▶ **WRITTEN REQUEST**
Present the data below as a numbered list, skipping any blank lines and omitting the pictures.

───

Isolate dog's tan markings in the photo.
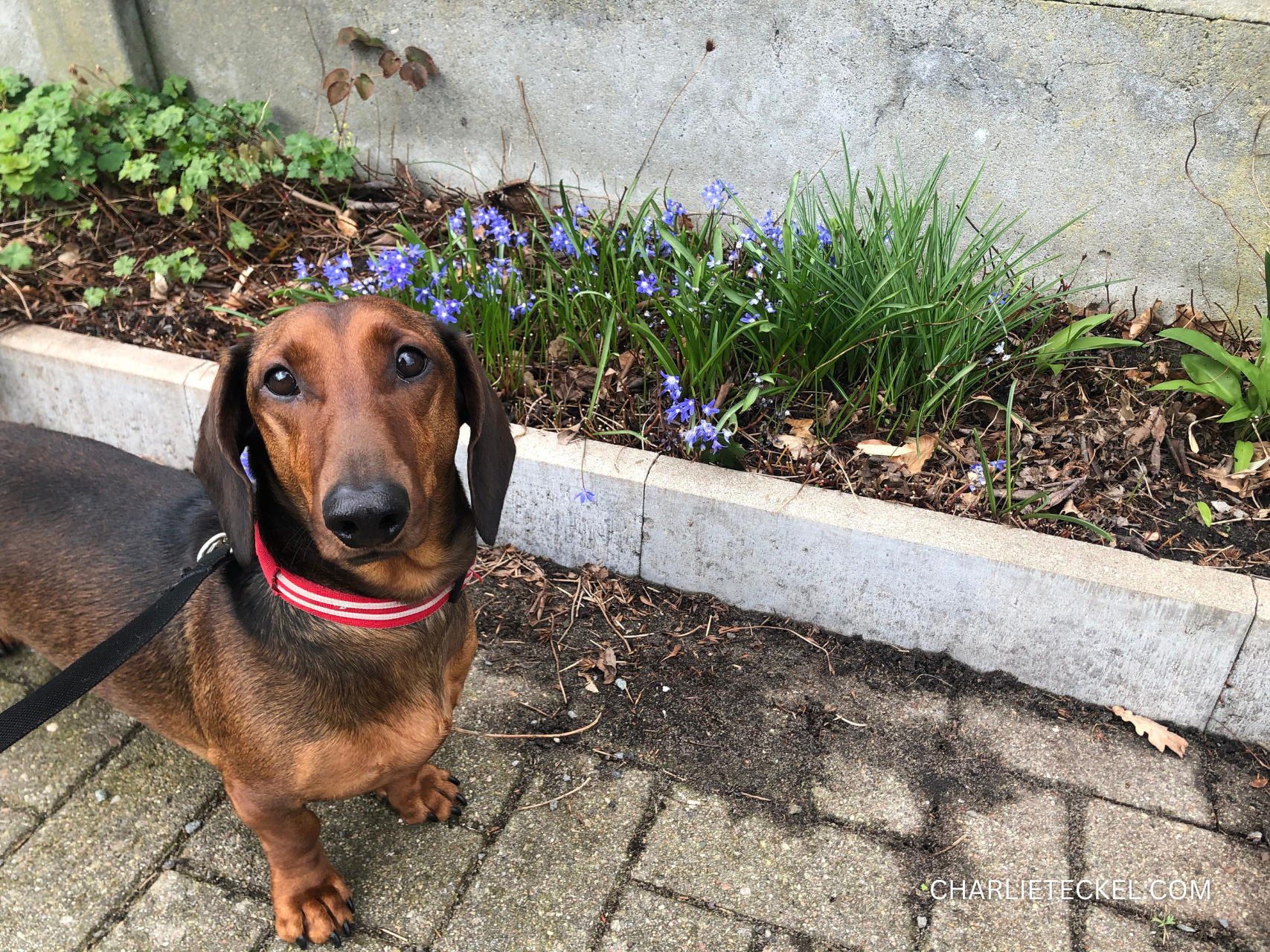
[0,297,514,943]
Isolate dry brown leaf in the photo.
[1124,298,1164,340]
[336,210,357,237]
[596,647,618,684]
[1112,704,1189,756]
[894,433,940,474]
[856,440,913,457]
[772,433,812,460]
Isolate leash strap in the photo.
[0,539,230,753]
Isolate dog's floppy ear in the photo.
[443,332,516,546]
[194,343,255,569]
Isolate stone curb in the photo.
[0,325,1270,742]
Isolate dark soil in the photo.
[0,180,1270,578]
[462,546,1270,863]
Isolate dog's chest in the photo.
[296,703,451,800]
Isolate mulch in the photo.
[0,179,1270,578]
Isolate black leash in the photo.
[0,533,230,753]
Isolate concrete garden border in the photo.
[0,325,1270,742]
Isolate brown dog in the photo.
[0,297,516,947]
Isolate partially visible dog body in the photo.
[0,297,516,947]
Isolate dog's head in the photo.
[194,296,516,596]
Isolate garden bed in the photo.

───

▶ **TASK SOLUTION**
1. Isolate dog's tan markings in the photo.
2. [0,297,514,943]
3. Isolate dry brown leaf in the photo.
4. [1124,298,1164,340]
5. [336,210,357,237]
6. [596,647,618,684]
7. [1112,704,1189,756]
8. [894,433,940,474]
9. [856,440,913,457]
10. [772,433,812,460]
11. Isolate leash strap in the photo.
12. [0,539,230,753]
13. Isolate dog's floppy ear in the photo.
14. [443,332,516,546]
15. [194,343,255,569]
16. Isolate stone curb in the photo.
17. [0,325,1270,742]
18. Isolate dark soil in the photo.
19. [0,180,1270,578]
20. [462,546,1270,863]
21. Isolate dog's chest in the photo.
22. [296,703,451,800]
23. Isolate mulch in the photo.
24. [0,179,1270,578]
25. Isolate black leash in the photo.
26. [0,533,230,753]
27. Isolate concrete garden border in the photo.
28. [0,325,1270,742]
29. Isolate brown dog in the photo.
30. [0,297,516,947]
31. Isolate partially visible dog body in the photo.
32. [0,297,516,947]
33. Isolate dog's head in the photo.
34. [194,296,516,596]
35. Isolate garden bed in the photo.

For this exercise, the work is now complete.